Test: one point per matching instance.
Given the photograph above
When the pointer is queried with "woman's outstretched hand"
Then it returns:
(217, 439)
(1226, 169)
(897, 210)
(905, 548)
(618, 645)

___

- _Exercise_:
Report how many lines of the listing contain the word "outstretched", giving only the number.

- _Answer to the problem_:
1